== GIVEN INFORMATION

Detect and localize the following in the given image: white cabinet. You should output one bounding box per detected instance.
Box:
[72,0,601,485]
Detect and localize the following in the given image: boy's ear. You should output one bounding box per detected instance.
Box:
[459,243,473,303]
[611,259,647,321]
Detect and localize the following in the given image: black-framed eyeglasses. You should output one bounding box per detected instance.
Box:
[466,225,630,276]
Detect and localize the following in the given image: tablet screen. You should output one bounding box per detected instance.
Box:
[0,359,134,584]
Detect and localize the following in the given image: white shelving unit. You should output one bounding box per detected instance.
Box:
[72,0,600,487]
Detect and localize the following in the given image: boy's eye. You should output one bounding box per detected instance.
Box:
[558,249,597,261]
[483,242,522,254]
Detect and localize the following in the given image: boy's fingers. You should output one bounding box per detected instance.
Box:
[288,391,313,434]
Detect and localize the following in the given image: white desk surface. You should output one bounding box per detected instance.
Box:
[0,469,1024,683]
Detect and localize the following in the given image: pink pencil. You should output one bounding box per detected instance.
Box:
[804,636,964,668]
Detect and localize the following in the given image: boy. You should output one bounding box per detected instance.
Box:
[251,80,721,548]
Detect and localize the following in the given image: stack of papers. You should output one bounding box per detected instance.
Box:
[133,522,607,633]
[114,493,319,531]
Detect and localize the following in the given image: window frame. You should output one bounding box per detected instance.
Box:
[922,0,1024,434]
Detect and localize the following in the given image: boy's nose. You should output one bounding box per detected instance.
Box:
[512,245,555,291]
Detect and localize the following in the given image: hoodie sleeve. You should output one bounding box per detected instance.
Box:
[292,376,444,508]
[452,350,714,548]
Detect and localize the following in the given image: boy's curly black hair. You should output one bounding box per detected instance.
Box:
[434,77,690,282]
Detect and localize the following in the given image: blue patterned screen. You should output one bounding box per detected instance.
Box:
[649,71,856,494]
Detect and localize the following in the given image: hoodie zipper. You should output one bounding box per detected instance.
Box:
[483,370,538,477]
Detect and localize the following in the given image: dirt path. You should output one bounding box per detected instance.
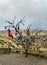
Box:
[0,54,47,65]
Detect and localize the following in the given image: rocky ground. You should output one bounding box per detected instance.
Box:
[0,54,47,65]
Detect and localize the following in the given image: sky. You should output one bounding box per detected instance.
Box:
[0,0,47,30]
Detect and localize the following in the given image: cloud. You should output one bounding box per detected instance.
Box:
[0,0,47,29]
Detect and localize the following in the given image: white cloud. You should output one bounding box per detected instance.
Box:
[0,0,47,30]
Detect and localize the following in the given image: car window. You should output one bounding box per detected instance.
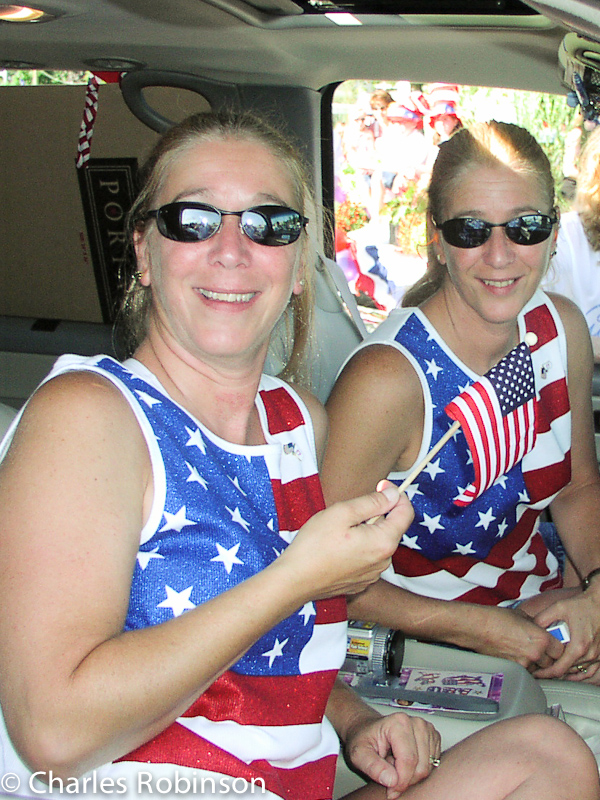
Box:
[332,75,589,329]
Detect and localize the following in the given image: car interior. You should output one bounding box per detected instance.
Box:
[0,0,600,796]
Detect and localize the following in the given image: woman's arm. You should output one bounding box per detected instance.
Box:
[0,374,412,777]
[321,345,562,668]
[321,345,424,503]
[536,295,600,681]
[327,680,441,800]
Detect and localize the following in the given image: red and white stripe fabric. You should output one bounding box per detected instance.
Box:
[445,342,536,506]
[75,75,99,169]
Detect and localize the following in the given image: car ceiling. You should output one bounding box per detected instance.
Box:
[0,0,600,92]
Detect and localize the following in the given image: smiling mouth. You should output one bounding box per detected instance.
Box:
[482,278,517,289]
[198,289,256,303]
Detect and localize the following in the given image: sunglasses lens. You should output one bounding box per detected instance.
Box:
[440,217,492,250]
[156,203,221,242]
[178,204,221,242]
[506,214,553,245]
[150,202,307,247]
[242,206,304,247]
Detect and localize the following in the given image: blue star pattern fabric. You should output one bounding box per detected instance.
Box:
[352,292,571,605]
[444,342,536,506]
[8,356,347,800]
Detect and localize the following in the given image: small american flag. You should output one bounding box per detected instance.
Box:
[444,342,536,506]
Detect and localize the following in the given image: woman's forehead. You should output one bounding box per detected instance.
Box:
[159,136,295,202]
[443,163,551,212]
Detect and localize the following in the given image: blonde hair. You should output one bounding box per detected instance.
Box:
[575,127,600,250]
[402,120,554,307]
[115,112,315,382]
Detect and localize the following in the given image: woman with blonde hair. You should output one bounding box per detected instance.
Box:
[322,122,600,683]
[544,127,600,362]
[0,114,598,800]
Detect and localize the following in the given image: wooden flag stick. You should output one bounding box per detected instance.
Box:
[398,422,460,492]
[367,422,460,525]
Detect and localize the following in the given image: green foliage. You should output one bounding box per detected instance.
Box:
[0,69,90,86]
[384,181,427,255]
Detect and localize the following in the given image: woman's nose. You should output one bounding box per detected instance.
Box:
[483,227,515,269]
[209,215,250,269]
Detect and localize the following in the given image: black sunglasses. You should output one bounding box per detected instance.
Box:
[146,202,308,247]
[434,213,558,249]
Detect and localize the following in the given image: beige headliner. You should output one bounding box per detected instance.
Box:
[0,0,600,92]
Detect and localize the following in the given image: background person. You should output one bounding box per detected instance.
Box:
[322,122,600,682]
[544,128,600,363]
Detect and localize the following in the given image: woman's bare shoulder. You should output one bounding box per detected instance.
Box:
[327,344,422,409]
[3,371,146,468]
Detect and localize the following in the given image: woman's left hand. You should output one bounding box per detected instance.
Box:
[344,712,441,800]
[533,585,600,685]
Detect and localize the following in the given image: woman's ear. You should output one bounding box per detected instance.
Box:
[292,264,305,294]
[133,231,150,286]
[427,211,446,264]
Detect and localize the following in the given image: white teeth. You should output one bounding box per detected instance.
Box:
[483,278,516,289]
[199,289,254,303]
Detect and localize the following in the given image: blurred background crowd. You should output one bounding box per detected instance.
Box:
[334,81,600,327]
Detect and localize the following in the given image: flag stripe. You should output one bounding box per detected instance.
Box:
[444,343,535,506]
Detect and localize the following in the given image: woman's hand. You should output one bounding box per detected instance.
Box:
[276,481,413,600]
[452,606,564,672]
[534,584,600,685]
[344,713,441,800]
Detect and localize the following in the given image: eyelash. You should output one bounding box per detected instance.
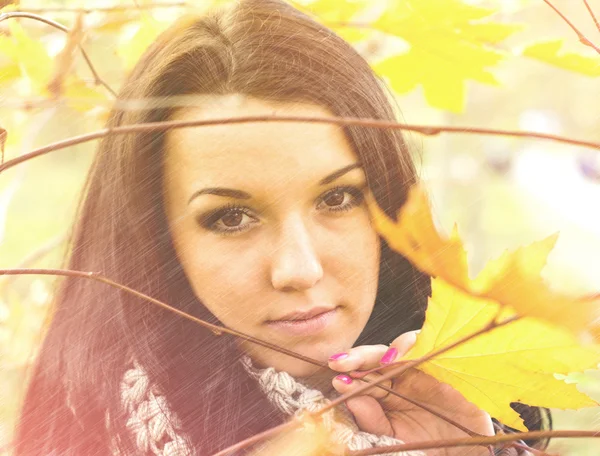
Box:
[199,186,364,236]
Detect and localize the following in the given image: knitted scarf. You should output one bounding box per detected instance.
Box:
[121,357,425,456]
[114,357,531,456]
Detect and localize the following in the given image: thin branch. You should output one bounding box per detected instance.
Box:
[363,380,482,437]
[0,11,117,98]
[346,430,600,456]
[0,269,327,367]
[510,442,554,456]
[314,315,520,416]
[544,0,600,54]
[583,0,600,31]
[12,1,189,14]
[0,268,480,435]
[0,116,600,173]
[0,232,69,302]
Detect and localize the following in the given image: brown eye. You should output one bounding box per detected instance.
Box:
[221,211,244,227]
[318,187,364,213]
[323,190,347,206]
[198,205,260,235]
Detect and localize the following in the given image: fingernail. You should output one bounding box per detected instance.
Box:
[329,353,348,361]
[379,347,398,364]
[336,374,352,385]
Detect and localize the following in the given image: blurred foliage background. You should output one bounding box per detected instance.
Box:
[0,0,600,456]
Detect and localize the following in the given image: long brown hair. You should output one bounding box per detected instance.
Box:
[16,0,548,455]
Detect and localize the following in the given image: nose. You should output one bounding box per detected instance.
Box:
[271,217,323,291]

====
== GIVEN INFORMATION

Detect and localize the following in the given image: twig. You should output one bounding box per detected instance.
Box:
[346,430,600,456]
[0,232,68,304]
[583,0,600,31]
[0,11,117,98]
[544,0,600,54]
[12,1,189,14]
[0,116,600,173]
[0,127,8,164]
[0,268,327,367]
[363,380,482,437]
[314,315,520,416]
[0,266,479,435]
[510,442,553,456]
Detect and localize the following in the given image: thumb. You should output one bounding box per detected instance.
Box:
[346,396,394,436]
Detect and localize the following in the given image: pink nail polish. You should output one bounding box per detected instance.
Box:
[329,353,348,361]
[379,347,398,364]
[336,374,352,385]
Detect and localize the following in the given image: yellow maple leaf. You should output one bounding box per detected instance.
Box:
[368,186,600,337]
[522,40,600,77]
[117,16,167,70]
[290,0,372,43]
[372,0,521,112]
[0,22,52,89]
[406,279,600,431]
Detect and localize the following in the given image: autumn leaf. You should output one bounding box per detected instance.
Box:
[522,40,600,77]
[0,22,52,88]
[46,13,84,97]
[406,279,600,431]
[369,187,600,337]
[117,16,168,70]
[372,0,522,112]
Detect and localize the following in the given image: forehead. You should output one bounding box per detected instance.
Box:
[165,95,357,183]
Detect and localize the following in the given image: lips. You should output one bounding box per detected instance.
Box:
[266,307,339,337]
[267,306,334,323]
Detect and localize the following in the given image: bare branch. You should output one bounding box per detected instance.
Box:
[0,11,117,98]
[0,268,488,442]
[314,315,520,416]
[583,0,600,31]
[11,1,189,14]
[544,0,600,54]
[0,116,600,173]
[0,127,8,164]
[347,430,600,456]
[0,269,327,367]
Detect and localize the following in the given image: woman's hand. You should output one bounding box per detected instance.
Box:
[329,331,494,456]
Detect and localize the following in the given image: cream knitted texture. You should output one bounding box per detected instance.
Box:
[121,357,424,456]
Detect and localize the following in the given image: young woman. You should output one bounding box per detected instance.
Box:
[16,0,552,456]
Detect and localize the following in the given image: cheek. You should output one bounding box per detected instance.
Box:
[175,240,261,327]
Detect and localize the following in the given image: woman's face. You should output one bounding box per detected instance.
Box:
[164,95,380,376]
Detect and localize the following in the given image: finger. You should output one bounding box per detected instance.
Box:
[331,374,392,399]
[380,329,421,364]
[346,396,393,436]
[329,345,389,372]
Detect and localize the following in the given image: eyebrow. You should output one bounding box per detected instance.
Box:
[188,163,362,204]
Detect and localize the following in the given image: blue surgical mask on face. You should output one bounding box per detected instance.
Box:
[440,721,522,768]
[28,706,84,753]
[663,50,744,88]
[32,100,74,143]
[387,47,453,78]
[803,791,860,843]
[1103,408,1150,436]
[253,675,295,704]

====

TASK BRIEF – Turn the lines from the line with "image: woman's forehead." to the line with "[443,163,551,212]" into a numbered list, leaving out any blank lines.

EXPECTED OUTPUT –
1. Detect and localize the following in the given image: woman's forehead. You should output one bounding box per detected instance.
2. Box:
3. [159,136,295,202]
4. [443,163,551,212]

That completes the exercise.